[EXERCISE TASKS]:
1/ In the passage on campus pro-Israel advocacy below, what does the writer call the world's newest underdog?
2/ Pick out every line in the entries below that contains the string "sofa", treating uppercase and lowercase as different.

— Begin EXTRACTED TEXT —

Antisemitic stencil used to create signs on the SF State University campus. Photo: AMCHA Initiative.

As humans, we instinctively root for the underdog. Movies and books exalt the underfunded, undereducated (and often underage) underdog in his fight against the polished grown-ups with their money, influence, and three-piece suits. From a young age, we imbibe the idea that those with money and power are always bad, leaving the “little guy” to save the day. Large organizations are generally viewed with suspicion, regardless of the actual character of the entity. Likewise, irrespective of the goals of the smaller group, the underdog more easily garners our sympathies.

The painful realization is that we, the campus pro-Israel movement, the ones fighting the “good fight” for democracy, human rights, and tolerance in the Middle East, are seen as the “big dog” — the suspect corporate entity. We have funds, and we use them. We are the distributors of shiny pamphlets, the orderers of beautifully arranged food, and the coaches of groomed speakers. We are the ever-present “Israel advocates.” And yet despite — or more aptly because of our well-funded arsenal of promotional tactics — pro-Israel advocates are more often than not on the losing end when put against the world’s newest underdog: the BDS movement.

— End EXTRACTED TEXT —
— Begin EXTRACTED MATERIAL —

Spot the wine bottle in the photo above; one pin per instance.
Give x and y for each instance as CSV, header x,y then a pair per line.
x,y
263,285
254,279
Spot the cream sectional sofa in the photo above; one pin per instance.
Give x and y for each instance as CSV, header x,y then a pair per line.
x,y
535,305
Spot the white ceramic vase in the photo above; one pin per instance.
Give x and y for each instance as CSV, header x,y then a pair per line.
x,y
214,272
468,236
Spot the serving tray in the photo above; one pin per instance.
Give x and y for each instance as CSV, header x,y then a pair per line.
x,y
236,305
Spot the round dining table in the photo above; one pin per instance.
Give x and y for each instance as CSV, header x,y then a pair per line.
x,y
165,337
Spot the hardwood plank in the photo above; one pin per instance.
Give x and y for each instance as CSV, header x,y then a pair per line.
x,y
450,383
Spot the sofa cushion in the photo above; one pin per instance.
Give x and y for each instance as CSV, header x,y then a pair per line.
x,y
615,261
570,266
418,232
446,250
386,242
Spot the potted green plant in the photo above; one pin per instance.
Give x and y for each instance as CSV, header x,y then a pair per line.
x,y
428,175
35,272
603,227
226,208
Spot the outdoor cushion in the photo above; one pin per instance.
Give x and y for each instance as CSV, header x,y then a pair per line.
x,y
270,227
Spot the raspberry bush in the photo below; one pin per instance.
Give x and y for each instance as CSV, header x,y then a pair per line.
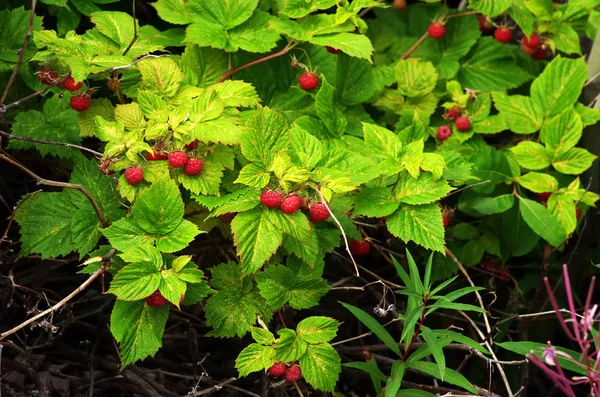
x,y
300,135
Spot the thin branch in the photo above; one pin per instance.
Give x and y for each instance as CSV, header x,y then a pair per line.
x,y
27,139
47,182
22,53
261,60
105,259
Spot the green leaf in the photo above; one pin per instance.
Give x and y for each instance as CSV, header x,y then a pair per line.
x,y
374,326
559,85
321,366
542,221
531,155
419,223
138,328
436,349
317,329
574,161
451,376
537,182
415,78
135,282
255,237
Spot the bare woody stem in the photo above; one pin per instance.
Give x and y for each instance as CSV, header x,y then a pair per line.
x,y
22,53
54,308
261,60
47,182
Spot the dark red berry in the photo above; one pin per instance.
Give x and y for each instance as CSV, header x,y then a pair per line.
x,y
177,159
290,204
193,167
544,196
293,374
193,145
360,248
503,35
533,41
277,369
444,132
155,156
308,81
436,31
318,212
134,175
80,103
71,85
156,299
463,123
271,198
47,76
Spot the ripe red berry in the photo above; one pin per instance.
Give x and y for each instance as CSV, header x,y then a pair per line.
x,y
503,35
436,30
134,175
193,145
80,103
71,85
155,156
532,41
193,167
277,369
484,24
453,113
156,299
177,159
47,76
308,81
271,198
360,248
293,374
463,123
318,212
444,132
544,196
290,204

— End EXTRACTED MATERIAL —

[LIST OF SOLUTIONS]:
1/ The BDS movement.

2/
Spot the cream sectional sofa in the photo above; one pin per instance.
Spot the sofa cushion in the photo above; one pin per instance.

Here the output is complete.